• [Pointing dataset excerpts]
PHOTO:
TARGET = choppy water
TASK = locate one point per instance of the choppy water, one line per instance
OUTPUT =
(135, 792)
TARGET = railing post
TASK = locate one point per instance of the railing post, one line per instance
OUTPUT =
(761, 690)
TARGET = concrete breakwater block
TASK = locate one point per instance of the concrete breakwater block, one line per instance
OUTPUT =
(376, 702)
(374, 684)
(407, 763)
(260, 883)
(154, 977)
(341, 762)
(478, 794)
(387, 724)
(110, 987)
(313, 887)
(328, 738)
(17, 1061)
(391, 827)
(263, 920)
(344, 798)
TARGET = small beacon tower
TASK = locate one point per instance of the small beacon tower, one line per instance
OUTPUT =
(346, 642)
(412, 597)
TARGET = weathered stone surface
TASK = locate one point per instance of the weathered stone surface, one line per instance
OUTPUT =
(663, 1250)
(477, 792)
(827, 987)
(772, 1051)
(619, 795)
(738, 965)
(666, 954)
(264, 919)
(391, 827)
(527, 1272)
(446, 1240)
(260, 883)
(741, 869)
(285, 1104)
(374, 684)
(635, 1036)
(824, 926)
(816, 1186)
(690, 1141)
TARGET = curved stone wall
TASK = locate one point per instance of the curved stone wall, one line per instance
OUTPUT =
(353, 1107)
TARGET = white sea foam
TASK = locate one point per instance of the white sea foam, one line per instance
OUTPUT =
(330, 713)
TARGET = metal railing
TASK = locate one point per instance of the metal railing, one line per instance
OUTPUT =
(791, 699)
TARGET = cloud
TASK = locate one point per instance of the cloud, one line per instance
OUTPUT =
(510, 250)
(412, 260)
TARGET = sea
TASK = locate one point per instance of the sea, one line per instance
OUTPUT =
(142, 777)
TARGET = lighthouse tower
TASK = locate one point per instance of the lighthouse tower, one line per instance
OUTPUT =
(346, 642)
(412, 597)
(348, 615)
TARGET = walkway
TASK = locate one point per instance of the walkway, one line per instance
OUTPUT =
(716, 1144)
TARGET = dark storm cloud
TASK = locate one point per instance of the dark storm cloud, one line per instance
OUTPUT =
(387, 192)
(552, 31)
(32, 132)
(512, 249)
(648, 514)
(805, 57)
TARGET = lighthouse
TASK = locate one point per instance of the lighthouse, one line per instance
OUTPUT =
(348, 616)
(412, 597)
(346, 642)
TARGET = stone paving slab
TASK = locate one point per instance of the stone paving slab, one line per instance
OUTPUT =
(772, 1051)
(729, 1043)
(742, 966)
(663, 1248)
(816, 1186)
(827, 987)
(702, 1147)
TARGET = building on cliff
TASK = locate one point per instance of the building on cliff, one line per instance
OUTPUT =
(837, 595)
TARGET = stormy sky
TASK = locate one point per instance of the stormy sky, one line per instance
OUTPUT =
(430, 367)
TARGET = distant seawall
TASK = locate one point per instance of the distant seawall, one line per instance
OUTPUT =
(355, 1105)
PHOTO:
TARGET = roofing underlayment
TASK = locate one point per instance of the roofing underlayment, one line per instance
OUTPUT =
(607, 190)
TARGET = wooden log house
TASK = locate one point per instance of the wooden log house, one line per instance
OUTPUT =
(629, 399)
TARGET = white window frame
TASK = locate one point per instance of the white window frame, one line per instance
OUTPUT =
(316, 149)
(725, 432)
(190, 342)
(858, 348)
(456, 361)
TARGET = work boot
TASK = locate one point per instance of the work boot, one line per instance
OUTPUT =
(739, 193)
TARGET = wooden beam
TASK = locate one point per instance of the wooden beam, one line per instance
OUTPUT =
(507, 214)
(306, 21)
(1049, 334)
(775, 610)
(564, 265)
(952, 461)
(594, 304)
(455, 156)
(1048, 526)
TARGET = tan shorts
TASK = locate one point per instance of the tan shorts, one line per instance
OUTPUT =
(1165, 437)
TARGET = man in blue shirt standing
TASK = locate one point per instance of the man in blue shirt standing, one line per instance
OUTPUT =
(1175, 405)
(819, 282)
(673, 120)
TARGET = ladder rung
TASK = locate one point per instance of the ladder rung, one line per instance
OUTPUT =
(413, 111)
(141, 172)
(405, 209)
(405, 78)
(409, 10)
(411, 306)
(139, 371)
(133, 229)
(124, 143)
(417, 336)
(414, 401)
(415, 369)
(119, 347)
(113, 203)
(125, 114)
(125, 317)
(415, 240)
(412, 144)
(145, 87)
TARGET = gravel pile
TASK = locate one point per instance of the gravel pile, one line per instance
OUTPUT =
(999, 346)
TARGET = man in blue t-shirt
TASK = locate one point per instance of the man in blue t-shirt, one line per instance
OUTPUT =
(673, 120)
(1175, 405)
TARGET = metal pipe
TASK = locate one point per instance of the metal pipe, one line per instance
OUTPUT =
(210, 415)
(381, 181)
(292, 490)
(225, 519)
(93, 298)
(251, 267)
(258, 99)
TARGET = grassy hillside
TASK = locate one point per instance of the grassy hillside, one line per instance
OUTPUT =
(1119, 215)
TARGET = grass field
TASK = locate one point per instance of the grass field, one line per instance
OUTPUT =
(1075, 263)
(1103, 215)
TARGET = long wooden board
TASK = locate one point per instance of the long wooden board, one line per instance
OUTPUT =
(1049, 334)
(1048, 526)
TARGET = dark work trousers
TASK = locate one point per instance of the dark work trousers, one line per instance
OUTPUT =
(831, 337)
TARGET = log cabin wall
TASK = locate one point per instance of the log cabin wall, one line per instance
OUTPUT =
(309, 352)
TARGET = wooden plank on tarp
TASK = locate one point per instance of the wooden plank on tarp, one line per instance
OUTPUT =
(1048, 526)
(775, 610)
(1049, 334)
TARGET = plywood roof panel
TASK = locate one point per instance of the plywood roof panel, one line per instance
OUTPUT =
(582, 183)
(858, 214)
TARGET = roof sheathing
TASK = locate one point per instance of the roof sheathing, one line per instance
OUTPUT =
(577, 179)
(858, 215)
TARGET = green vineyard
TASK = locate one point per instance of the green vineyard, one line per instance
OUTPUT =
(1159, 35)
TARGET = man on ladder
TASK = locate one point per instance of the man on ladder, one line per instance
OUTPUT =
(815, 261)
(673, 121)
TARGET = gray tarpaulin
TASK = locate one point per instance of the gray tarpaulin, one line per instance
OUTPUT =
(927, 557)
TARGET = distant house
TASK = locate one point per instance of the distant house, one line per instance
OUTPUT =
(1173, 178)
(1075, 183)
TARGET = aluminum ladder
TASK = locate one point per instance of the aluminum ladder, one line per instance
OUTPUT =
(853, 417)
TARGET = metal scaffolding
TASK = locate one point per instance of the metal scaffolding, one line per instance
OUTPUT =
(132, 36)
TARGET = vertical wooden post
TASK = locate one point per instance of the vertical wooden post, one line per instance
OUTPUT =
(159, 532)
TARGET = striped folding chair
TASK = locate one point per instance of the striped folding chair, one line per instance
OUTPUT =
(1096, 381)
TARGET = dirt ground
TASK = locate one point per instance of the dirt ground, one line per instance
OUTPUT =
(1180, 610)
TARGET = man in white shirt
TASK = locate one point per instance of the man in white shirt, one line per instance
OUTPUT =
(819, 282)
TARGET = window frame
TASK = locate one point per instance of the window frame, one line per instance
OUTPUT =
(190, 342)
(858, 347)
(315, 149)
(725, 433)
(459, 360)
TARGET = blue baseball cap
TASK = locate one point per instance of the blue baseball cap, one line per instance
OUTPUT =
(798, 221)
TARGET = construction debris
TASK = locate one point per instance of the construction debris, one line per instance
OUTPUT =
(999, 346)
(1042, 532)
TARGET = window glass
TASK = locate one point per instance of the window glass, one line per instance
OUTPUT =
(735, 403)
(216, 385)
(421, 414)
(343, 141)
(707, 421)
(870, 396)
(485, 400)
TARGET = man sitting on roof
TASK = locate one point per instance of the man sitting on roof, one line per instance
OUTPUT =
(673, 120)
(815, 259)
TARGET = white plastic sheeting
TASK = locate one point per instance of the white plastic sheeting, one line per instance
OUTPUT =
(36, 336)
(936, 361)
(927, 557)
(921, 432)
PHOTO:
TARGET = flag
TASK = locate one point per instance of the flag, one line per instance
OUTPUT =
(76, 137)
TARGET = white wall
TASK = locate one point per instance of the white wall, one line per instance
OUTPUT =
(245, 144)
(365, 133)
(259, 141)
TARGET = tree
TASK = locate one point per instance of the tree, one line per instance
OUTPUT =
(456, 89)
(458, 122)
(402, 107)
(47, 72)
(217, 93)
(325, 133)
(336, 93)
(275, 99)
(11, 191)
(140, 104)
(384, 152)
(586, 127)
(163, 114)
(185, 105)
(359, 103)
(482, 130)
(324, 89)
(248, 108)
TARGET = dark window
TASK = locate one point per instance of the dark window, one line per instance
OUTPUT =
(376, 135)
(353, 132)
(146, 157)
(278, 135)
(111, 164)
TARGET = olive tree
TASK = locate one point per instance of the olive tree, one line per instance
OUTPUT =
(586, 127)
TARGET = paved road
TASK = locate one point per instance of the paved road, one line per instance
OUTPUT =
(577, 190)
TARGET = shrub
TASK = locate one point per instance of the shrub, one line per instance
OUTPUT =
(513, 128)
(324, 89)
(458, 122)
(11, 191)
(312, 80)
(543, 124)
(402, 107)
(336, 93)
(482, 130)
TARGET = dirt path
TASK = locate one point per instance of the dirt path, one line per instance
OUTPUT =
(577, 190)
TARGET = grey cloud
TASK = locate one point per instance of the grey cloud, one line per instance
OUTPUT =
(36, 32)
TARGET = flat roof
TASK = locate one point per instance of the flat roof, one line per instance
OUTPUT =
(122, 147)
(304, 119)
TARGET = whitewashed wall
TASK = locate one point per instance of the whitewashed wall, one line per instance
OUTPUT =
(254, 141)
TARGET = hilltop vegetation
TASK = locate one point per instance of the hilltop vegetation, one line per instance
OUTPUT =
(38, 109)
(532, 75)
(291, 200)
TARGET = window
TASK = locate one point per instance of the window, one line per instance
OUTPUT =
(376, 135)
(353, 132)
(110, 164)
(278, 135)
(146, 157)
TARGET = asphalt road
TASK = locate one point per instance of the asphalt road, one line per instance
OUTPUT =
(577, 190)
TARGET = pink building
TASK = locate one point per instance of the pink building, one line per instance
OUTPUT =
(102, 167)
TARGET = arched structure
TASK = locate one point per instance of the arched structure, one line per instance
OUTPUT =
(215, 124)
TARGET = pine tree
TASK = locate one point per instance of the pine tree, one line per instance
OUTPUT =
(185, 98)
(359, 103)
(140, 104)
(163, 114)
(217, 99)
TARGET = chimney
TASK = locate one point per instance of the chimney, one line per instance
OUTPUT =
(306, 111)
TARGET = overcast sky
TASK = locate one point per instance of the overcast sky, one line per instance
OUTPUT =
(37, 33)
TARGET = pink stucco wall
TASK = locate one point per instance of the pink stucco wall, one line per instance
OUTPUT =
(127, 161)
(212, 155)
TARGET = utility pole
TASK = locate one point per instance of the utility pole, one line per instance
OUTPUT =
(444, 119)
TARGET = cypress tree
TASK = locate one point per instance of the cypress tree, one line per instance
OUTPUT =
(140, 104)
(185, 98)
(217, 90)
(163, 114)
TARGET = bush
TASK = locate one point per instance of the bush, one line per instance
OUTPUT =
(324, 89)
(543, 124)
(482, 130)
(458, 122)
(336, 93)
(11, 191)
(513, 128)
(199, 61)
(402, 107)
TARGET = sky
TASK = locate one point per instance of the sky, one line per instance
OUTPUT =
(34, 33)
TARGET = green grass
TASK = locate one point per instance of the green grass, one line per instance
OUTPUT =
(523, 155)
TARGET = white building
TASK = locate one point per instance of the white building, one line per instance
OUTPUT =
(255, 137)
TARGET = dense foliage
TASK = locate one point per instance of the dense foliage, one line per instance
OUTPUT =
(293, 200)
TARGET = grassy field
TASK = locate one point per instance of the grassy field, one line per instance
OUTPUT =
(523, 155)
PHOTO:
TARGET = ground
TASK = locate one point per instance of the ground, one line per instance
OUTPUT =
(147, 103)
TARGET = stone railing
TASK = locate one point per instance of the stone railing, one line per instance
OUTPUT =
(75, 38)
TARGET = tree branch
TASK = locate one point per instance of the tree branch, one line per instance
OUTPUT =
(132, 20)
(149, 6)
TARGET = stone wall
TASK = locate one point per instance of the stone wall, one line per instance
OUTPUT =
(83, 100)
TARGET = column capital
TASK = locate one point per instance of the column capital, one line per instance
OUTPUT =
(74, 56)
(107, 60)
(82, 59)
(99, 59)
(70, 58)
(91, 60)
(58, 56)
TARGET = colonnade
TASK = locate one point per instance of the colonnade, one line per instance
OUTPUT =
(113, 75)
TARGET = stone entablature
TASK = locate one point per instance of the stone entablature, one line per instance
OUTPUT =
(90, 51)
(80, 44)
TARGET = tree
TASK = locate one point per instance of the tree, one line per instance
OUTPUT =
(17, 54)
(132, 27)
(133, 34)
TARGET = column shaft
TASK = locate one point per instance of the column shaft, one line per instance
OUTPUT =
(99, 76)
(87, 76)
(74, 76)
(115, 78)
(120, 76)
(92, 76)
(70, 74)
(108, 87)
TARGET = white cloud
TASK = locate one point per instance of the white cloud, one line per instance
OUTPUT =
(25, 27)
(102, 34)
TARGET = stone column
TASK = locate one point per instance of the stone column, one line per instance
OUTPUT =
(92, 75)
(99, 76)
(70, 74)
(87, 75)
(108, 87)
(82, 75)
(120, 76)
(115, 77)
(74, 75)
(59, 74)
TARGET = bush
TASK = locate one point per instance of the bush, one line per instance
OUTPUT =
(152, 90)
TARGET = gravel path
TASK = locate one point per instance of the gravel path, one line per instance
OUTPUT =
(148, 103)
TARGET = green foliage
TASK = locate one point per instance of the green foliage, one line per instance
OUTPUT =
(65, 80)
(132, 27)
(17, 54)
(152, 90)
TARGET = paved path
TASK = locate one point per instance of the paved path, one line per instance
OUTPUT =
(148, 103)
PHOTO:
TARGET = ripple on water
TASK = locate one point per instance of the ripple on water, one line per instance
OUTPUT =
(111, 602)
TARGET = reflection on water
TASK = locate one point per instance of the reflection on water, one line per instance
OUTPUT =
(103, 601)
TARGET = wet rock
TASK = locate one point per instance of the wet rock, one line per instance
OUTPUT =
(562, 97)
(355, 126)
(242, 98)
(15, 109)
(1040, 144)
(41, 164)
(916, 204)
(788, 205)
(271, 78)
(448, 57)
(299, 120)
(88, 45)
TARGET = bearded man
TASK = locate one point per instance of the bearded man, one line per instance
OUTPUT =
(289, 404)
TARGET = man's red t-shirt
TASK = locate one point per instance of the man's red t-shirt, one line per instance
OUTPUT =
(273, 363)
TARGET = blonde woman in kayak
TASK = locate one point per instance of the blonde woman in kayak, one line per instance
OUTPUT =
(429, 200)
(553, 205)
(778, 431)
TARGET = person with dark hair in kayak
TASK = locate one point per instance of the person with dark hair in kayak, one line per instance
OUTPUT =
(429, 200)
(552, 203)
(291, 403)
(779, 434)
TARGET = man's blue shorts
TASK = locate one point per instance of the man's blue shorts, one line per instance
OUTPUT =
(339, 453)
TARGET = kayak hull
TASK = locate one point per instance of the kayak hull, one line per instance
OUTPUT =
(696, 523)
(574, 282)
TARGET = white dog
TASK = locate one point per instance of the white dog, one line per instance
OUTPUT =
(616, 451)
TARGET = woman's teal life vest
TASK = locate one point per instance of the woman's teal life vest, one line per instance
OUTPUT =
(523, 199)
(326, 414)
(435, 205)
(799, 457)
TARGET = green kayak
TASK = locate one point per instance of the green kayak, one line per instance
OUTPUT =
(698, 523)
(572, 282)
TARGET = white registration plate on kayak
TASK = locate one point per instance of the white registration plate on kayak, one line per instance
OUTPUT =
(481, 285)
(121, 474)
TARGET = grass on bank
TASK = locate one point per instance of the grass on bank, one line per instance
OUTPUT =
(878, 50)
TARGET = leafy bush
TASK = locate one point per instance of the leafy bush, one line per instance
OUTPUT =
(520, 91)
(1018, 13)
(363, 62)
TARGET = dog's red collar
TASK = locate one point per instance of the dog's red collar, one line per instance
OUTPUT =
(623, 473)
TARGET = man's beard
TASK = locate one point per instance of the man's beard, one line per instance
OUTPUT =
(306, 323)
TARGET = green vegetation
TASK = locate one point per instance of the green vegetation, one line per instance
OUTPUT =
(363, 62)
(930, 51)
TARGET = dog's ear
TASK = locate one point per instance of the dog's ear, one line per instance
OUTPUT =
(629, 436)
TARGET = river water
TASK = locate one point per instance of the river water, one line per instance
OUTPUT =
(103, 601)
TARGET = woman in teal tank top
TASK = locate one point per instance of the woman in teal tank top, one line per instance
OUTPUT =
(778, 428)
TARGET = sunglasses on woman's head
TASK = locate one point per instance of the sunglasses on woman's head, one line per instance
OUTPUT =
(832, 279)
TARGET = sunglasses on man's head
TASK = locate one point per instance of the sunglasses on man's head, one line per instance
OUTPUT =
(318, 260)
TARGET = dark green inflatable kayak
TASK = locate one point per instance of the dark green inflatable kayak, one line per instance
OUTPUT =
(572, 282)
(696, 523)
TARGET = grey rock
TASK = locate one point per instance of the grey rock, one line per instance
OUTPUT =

• [Description of the task] Beginning with the line that contains "TARGET = woman in teal tank top", repeat every line through the end of the records and nothing more.

• [Final result]
TARGET = woman in teal tank top
TASK = locate one point per instance of the woman in teal tank top, one line per instance
OUTPUT =
(778, 428)
TARGET = sunglasses on woman's head
TASK = locate one point per instance of the sunglasses on woman's head, one line per instance
OUTPUT =
(832, 279)
TARGET = sunglasses on man's head
TASK = locate one point per instance of the sunglasses on man's head, one line per instance
OUTPUT =
(318, 260)
TARGET = dark green inflatable kayak
TASK = locate one point per instance of the dark green inflatable kayak, one line per instance
OUTPUT =
(572, 282)
(696, 523)
TARGET = grey rock
TASK = locate one point per instance of the grey rock, one line per instance
OUTPUT =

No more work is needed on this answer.